Object location annotation data:
━━━━━━━━━━━━━━━━

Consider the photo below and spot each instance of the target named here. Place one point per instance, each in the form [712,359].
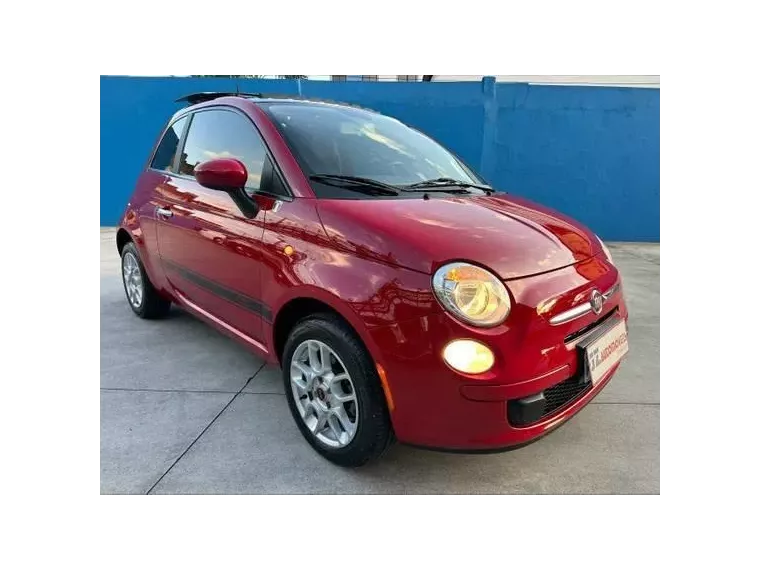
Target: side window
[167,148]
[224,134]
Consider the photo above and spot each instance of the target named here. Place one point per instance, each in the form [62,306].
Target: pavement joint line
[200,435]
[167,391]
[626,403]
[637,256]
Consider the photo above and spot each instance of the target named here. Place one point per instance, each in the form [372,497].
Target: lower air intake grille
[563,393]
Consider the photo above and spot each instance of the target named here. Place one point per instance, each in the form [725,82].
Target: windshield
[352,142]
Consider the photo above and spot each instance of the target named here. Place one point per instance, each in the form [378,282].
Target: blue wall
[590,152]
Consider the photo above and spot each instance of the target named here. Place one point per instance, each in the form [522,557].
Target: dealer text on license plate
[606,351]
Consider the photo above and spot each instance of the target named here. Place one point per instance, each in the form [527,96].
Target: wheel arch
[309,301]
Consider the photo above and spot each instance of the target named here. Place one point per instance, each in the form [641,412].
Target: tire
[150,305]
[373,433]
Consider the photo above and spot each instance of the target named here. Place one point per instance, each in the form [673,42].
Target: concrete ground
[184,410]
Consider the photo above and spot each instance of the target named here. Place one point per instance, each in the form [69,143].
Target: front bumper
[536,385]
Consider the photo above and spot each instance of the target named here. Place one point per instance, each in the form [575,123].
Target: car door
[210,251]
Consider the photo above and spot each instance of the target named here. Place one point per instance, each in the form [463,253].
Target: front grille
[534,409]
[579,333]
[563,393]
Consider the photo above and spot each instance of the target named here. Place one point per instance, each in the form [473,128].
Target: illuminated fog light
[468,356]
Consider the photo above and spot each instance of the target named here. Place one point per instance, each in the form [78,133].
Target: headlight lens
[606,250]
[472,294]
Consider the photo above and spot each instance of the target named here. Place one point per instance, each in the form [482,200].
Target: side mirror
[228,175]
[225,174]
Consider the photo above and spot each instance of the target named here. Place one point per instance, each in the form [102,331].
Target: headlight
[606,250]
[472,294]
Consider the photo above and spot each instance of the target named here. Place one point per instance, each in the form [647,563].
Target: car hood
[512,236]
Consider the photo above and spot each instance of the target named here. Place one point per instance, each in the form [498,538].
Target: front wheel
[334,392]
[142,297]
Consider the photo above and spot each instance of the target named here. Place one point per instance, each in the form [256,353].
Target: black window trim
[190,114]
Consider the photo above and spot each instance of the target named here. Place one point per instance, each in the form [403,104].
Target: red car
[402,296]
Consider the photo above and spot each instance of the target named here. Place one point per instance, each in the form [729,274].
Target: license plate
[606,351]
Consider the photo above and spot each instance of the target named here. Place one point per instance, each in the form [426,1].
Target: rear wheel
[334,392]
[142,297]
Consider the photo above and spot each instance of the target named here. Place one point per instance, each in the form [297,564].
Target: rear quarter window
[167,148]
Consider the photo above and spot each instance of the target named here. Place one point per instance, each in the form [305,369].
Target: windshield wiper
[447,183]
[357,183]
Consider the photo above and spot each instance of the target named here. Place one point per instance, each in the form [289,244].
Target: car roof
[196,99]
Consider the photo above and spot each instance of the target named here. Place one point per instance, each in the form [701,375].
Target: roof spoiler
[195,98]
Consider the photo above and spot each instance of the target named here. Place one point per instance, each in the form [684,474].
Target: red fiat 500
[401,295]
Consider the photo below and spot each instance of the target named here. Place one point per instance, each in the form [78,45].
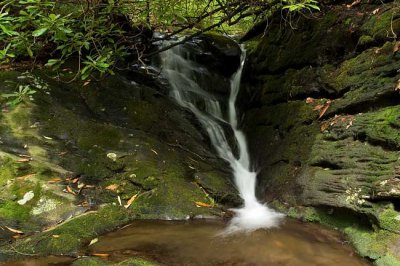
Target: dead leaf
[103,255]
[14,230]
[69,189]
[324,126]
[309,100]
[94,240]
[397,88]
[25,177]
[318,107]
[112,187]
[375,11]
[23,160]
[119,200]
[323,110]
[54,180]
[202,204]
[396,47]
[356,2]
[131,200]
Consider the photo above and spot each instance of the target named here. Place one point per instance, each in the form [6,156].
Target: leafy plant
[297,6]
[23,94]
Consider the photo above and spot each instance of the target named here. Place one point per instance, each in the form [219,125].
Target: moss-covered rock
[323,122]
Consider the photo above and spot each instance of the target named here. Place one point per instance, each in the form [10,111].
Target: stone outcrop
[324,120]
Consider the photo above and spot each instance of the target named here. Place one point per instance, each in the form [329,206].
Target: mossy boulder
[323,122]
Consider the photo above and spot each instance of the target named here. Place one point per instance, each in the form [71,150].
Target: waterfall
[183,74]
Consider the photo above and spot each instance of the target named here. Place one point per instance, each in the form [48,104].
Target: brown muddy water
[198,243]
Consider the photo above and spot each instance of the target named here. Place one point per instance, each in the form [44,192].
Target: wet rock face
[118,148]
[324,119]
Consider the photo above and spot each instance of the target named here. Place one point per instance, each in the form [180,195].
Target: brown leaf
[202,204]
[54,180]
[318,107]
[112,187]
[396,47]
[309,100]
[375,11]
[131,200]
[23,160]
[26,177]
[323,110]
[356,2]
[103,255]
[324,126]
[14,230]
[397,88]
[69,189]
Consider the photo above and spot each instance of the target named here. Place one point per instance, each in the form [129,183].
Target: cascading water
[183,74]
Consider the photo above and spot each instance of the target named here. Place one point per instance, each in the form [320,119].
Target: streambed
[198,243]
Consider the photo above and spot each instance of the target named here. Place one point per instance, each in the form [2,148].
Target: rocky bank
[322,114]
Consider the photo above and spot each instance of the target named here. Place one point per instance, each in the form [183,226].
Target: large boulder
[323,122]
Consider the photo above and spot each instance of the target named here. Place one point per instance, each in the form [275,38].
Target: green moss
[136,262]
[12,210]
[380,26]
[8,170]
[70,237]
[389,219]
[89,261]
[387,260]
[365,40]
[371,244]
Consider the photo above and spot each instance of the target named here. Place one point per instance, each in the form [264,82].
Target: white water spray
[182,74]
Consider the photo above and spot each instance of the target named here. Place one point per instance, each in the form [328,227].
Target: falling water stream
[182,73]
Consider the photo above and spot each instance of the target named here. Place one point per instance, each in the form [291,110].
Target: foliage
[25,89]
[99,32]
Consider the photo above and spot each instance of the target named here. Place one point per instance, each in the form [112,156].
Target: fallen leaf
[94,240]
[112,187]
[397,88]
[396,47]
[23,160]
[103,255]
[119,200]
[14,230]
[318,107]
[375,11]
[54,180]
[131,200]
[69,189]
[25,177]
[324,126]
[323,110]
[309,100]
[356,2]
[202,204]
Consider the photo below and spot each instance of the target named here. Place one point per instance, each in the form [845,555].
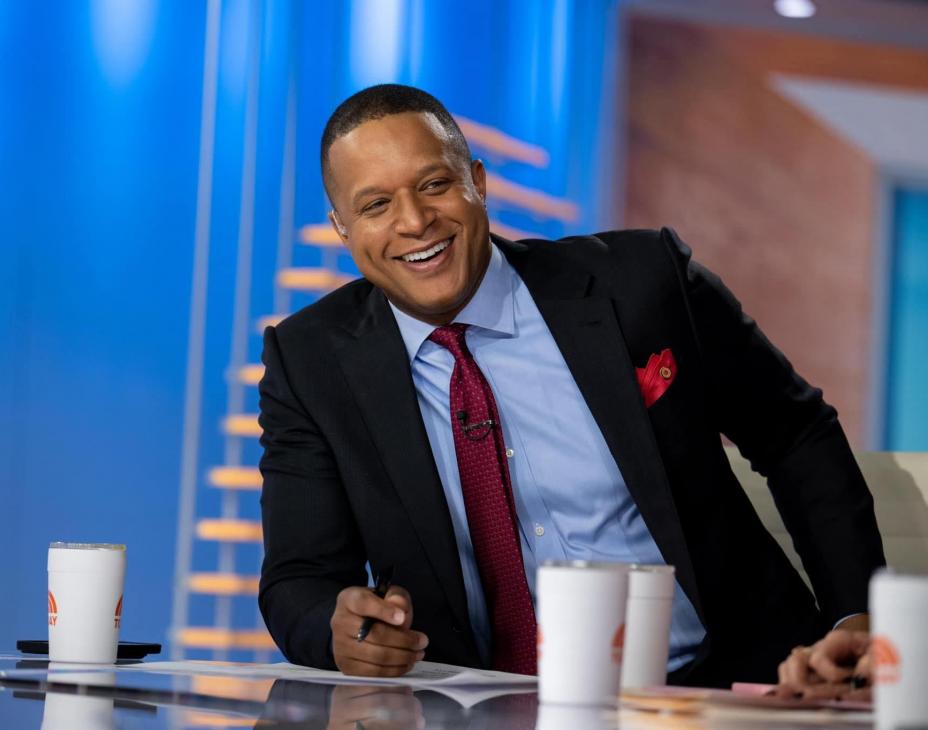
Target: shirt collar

━━━━━━━━━━━━━━━━

TASK OBJECTIVE:
Reproduce all the rows above, replacing "Place one point per instance" with "Put one point on every instance" everywhere and keeping everything else the same. Please omit the pictures from your answer.

ANSWER BELOW:
Consider the photo below and spot each instance of the target named here. Put one point on every instance, each in the form [712,359].
Target: side window
[167,148]
[224,134]
Consider the photo above and spot each instance of the target named here. Put one point on every instance, each in the form [62,306].
Target: pavement joint line
[200,435]
[167,391]
[626,403]
[637,256]
Consider the photo above and spot each instance of the target named here. Put one point on every instance, each in the form [372,497].
Target: lower air intake grille
[563,393]
Consider the photo above and spot each instance of the target named here. Put one point on every instance, each in the form [725,82].
Target: windshield
[352,142]
Consider the photo above and spot each instance of the target named here. Put one point on every instance, each in the form [378,282].
Target: blue wall
[590,152]
Consider the photo above and spot each instance of the target named here. Put one point on every instance, each in the form [522,557].
Target: dealer text on license plate
[606,351]
Consider the photo above and spot each instance of the target named here. Put one point on every instance, each in the form [527,96].
Target: wheel arch
[309,301]
Consider the photo above and spot each instance of the target named here. Put one point on every instance, each in the form [641,412].
Target: tire
[150,305]
[373,433]
Consider the photo above and spot each instance of the target named here. Put one point on every instance, each in the form [673,42].
Target: concrete ground
[184,410]
Consider the photo above and spot each instance of the target named here. Put one point on every instance, each in the form [69,143].
Target: front bumper
[536,385]
Consider the photo above and spot each instance of the target named here. Put one point on every instance, each in the form [575,123].
Target: car door
[210,251]
Consider the photo above and spot each instance of the target named here. Put one point on every instance, each in the form [463,253].
Target: front grille
[534,409]
[579,333]
[563,393]
Consider the photo above and spot each instance of the target named here. Put one point on every instance, each in the form [473,128].
Target: illuminated fog light
[468,356]
Consider the photo above and spot each instance of the target named here. Put one point on every instance, each in the form [78,133].
Target: headlight lens
[606,250]
[472,294]
Consider the photo above and spot each instance of the target named here. Put one point on every instance, each in the form [482,200].
Target: side mirror
[228,175]
[225,174]
Consider the photo above and spot each instance of the target named here. Put one point on every instance, each in the form [102,331].
Target: headlight
[606,250]
[472,294]
Consider the photo above and spot each instance of the target named here. Put one point on every instance, each in the form [647,563].
Target: car hood
[512,236]
Consider the photo above and spot each instance of the target named here. Put one point on every instance, each in the form [498,538].
Target: front wheel
[334,392]
[142,297]
Consider the photo above and spot each instance of the target named here. Put one point on every instance, each in the form [256,353].
Target: black window trim
[190,114]
Consider the photo above and spot each instance of the target named here. Put one point on every instance, each in the form [403,104].
Target: red car
[402,296]
Consider the photo above and spot each instance of the target named here. Put one point on every instance, each in the form [729,274].
Target: license plate
[606,351]
Consider the photo above and spot each instance of the target named here. Put one point on every instance, each in the form [426,1].
Target: rear wheel
[334,392]
[142,297]
Consider the photo above and spot each instance of the target named here. Put one point on every instance, each in the form [297,564].
Target: rear quarter window
[167,148]
Consider the photo above and spot each instance of the target named here. Put one point on every instance, each in the form [305,369].
Target: windshield wiper
[447,183]
[357,183]
Consider the photo above and spot each instance of the target named here. Put one point on every instance, each in the form [289,244].
Target: car roof
[196,99]
Consider the photo above and spot each instance of the target named here. Put one point on every instance, each in the form [701,375].
Target: roof spoiler
[195,98]
Consider the photo above and spot each instance of the target named here. Put one point on every instance, each in the form [684,474].
Target: red fiat 500
[401,295]
Consider the photo below and spot each instance of the target named here. Put one point on every instance, each in the form [78,45].
Target: dead leaf
[103,255]
[14,230]
[69,189]
[324,126]
[309,100]
[94,240]
[397,88]
[25,177]
[318,107]
[112,187]
[375,11]
[23,160]
[119,200]
[323,110]
[54,180]
[202,204]
[396,47]
[356,2]
[131,200]
Consider the photo above and spot each instance of the target named here. Put one point on every instance, each in the form [6,156].
Target: leafy plant
[297,6]
[23,94]
Consider the photo above and spot each instance of the target named here. Put one point on every instance, each in the form [219,125].
Target: moss-covered rock
[323,122]
Consider the photo above and spot each instance of the target named here. Put one point on every instance, each in the form [10,111].
Target: stone outcrop
[324,120]
Consider the photo above and spot each instance of the target named here. Put one point on every instance, each in the form [329,206].
Target: mossy boulder
[323,122]
Consider the photo above and spot each instance of the target named here. Put one point on every instance, each in the form [71,150].
Target: waterfall
[183,74]
Consider the photo above and spot each instance of the target named here. Put one point on every instance, each in the form [48,104].
Target: brown muddy water
[198,243]
Consider the photo above and spot each instance of the target named here. Put one point on every instance, each in the form [44,192].
Target: wet rock face
[118,148]
[324,119]
Consider the photo above and spot each instance of the target named here. Put one point on every instance, each in the form [180,195].
Target: brown leaf
[202,204]
[54,180]
[318,107]
[112,187]
[396,47]
[309,100]
[375,11]
[131,200]
[23,160]
[26,177]
[323,110]
[356,2]
[103,255]
[324,126]
[14,230]
[397,88]
[69,189]
Consider the photo above and spot each instance of the target named here. Put one point on every instance, each in the form [129,183].
Target: cascading water
[183,74]
Consider the photo above and spot each instance of the target named here. Put one point on every instance, each in the form [320,119].
Target: streambed
[198,243]
Consider the photo above and spot each instance of the target named here. Put one point on every instance, each in the form [2,148].
Target: rocky bank
[322,114]
Consider the photo above and spot each instance of the target named here. Put one point on every instance, each in the form [183,226].
Target: large boulder
[323,122]
Consider the photo above and spot each instance of the target named here. Put one point on every instance, each in the form [275,38].
Target: green moss
[136,262]
[12,210]
[380,26]
[8,170]
[70,237]
[389,219]
[89,261]
[387,260]
[365,40]
[371,244]
Consider the photo above and spot each instance of the target named here. Put one point on every instance, each in the form [264,82].
Target: white water spray
[182,74]
Consider the photo above and spot each instance of the target named here. Put one point on every instance, each in the form [328,227].
Target: falling water stream
[182,73]
Consider the photo above and spot each instance of the target named here. Put one point on every instance, each in the form [291,110].
Target: foliage
[25,89]
[99,32]
Consider the photo above and spot each instance of the target named here. Put one point on every instance, each in the form [112,156].
Target: fallen leaf
[94,240]
[112,187]
[397,88]
[396,47]
[23,160]
[103,255]
[119,200]
[14,230]
[318,107]
[375,11]
[54,180]
[131,200]
[69,189]
[25,177]
[324,126]
[323,110]
[309,100]
[356,2]
[202,204]
Consider the photo below and spot each instance of the target named here. Put one point on every instance, each in the form [845,555].
Target: shirt collar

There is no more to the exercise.